> [Work to complete]: Find every line in the items below that contains the word "target" and copy each of those lines. Matches are case-sensitive.
☆ ☆ ☆
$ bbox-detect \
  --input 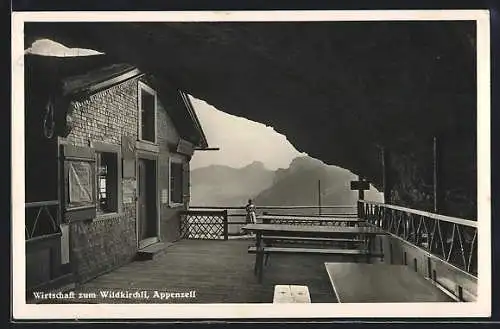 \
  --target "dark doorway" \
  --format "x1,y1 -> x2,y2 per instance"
137,159 -> 158,248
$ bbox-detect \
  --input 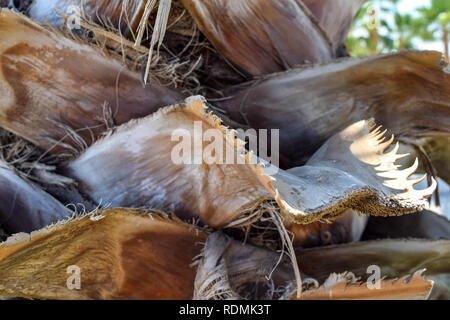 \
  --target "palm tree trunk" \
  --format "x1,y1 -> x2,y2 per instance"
442,27 -> 449,61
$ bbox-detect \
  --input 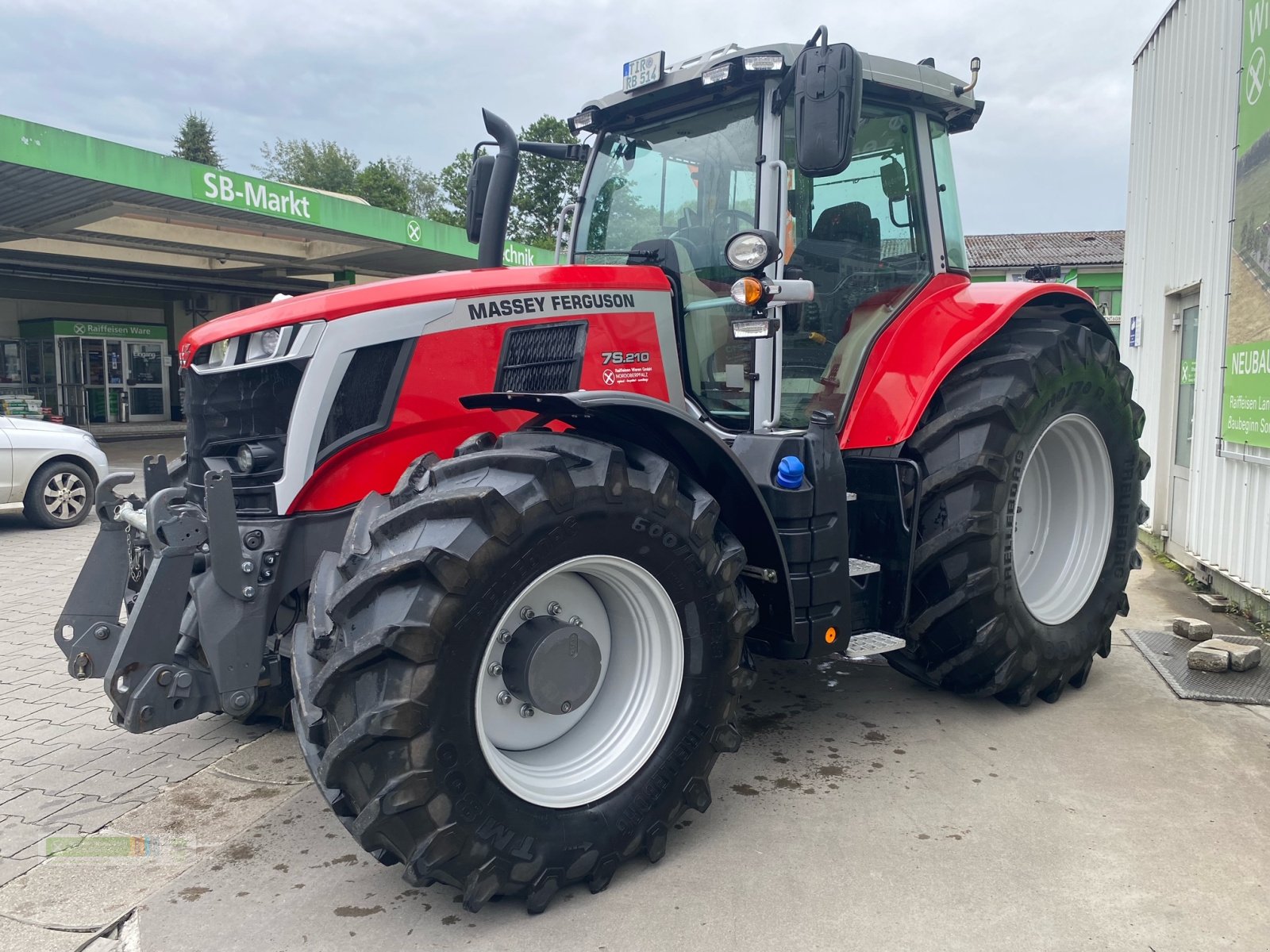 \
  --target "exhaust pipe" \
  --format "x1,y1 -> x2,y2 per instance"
☆ ☆ ☆
> [Task response]:
  --target "dark doorway" \
  --target "palm tree trunk" \
  --target "exhaust pipe" \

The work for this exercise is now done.